This article published at Seeking Alpha discusses 6 Mortgage REITs, including CYS, that yield over 13%.  Two other mortgage REITs, Hatteras Financial (HTS) and Capstead Mortgage (CMO), are discussed favorably in this  Barrons.com article published on Monday, written by Dimitra Defotis. Those two REITs invest largely in adjustable rate mortgages backed by Fannie, Freddie and Ginnie Mae. Dimitra also mentions the ETF REM. I own 200 shares of REM.  Added 100 of REM at 15.12

iShares FTSE NAREIT Mortgage PLUS Capped Index Fund (REM) closed at $14.82 yesterday, down 10 cents, after its largest holding, Annaly Capital Management, declined after selling 120 million shares at $17.7.

I also own 50 shares of MFA Financial in the ROTH IRA which went ex dividend for its quarterly distribution yesterday. Bought 50 of MFA at 8 in ROTH IRA

3. Added 50 of the Bond CEF PSY at $10.18 Last Monday (see Disclaimer):  In my taxable accounts, I last bought shares in this closed end fund @ 10.53 and at $10.1 last November and December respectively. I have not sold any shares in that taxable account but have flipped shares of PSY owned in the ROTH IRA.

### Extracted material:
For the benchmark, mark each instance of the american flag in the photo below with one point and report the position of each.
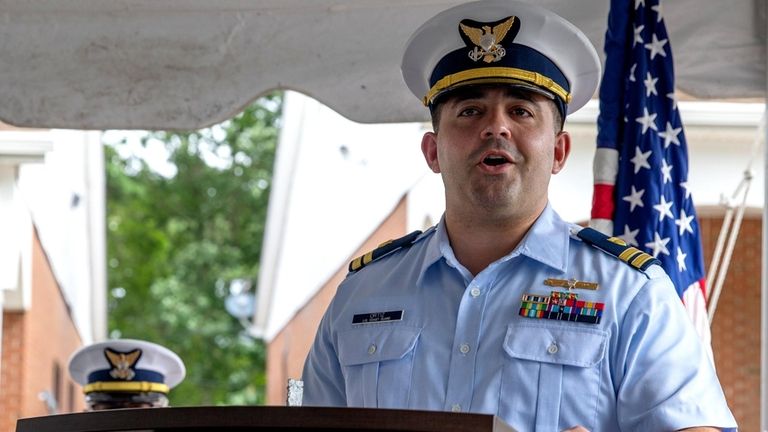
(641, 191)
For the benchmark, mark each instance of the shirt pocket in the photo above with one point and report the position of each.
(372, 354)
(551, 376)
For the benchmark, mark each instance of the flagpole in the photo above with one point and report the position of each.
(764, 275)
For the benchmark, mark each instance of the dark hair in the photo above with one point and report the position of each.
(463, 92)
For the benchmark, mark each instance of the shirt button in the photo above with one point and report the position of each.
(552, 348)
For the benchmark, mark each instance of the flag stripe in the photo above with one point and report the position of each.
(652, 205)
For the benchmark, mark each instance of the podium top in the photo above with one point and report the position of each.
(263, 418)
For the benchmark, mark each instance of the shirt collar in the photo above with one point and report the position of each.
(546, 242)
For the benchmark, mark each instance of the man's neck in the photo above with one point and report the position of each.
(477, 243)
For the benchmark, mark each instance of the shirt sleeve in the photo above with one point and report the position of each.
(322, 376)
(664, 378)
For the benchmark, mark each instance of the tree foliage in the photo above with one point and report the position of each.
(175, 241)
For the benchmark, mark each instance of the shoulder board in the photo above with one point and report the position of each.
(383, 249)
(618, 248)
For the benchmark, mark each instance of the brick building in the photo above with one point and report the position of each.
(719, 151)
(52, 270)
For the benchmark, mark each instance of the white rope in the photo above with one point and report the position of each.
(730, 229)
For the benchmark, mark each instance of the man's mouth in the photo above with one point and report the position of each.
(495, 160)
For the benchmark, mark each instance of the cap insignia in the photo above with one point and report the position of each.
(487, 38)
(122, 363)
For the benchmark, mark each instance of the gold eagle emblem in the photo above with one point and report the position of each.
(488, 40)
(122, 363)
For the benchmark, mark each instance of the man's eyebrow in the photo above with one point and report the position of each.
(480, 92)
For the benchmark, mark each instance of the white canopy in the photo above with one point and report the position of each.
(171, 64)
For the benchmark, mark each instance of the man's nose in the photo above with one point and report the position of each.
(497, 125)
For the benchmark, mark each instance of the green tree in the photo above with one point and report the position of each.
(176, 241)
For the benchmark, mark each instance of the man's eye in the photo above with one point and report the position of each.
(521, 112)
(468, 112)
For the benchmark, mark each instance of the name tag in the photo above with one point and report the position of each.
(375, 317)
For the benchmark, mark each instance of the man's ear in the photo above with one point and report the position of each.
(429, 149)
(562, 150)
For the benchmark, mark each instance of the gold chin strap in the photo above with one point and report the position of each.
(499, 74)
(132, 386)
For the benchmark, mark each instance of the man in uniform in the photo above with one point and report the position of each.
(126, 373)
(503, 308)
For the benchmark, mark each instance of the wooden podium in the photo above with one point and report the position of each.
(262, 418)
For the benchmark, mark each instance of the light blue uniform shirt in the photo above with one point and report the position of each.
(461, 344)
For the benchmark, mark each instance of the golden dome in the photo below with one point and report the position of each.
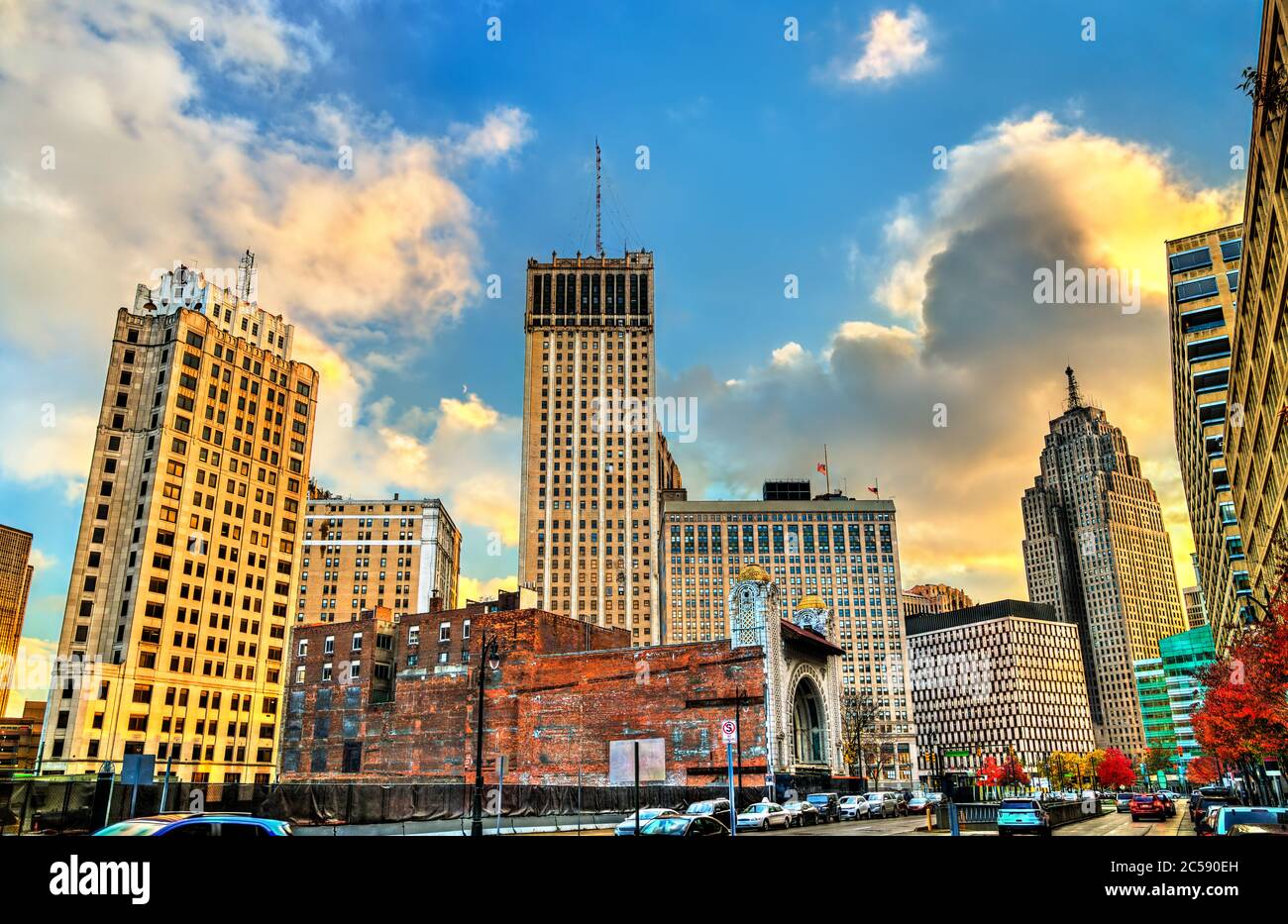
(754, 572)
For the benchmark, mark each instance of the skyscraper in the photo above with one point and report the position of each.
(831, 553)
(16, 574)
(385, 553)
(1096, 550)
(593, 459)
(1256, 444)
(1205, 278)
(184, 572)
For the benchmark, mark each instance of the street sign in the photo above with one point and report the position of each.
(729, 731)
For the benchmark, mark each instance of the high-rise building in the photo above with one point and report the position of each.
(16, 572)
(936, 598)
(1171, 692)
(831, 553)
(1205, 279)
(999, 678)
(1256, 442)
(593, 460)
(183, 580)
(386, 553)
(1096, 550)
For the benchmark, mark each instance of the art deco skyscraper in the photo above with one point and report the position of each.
(16, 574)
(592, 456)
(1205, 279)
(174, 633)
(1096, 550)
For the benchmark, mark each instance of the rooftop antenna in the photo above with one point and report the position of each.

### Work instructions:
1. In the source document, what was the closing price of REM?
2. Reproduce part of the source document word for word, beginning at the words "This article published" and stopping after the words "shares at $17.7.".

### Responses for each task:
1. $14.82

2.
This article published at Seeking Alpha discusses 6 Mortgage REITs, including CYS, that yield over 13%.  Two other mortgage REITs, Hatteras Financial (HTS) and Capstead Mortgage (CMO), are discussed favorably in this  Barrons.com article published on Monday, written by Dimitra Defotis. Those two REITs invest largely in adjustable rate mortgages backed by Fannie, Freddie and Ginnie Mae. Dimitra also mentions the ETF REM. I own 200 shares of REM.  Added 100 of REM at 15.12

iShares FTSE NAREIT Mortgage PLUS Capped Index Fund (REM) closed at $14.82 yesterday, down 10 cents, after its largest holding, Annaly Capital Management, declined after selling 120 million shares at $17.7.